(SET PROBLEM):
Copy everything in the data below, from the line that contains "Guideline: for every instance of the arched" down to the line that contains "column 114, row 117", reproducing each line word for word. Include both of those end lines and nothing else.

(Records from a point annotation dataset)
○ ○ ○ ○

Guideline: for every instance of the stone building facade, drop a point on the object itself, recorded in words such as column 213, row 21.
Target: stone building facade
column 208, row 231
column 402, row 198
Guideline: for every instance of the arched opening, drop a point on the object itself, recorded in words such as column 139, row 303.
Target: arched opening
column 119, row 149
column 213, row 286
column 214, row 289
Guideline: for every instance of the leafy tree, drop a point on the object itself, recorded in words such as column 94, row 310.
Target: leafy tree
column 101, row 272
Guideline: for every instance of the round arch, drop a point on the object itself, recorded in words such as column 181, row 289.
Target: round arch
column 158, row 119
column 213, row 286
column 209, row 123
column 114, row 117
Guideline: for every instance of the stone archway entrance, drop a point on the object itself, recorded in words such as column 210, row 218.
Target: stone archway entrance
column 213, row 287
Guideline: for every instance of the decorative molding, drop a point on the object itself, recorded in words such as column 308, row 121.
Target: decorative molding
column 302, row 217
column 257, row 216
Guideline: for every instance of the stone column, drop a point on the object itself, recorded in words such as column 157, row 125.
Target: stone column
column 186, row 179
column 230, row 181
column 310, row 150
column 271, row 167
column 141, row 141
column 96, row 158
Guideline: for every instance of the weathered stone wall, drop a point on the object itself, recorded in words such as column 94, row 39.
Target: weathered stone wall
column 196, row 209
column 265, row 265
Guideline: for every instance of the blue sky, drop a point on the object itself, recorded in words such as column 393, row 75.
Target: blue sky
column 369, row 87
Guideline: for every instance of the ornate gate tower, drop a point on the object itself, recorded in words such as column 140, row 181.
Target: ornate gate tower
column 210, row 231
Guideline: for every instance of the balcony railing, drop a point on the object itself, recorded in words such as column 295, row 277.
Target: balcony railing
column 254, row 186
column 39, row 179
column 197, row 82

○ ○ ○ ○

(FINISHED TASK):
Guideline: for every instance of the arched opening, drop a point on the object itself, recorded in words such as column 139, row 303.
Target: arched opening
column 119, row 149
column 213, row 286
column 214, row 289
Guideline: for every instance of the leafy tree, drop a point on the object itself, recorded in words such as column 94, row 310.
Target: leafy tree
column 101, row 272
Guideline: for every instance of the round arch, drop a point on the object itself, recorded in words such as column 181, row 289.
Target: round arch
column 158, row 119
column 213, row 286
column 209, row 123
column 114, row 117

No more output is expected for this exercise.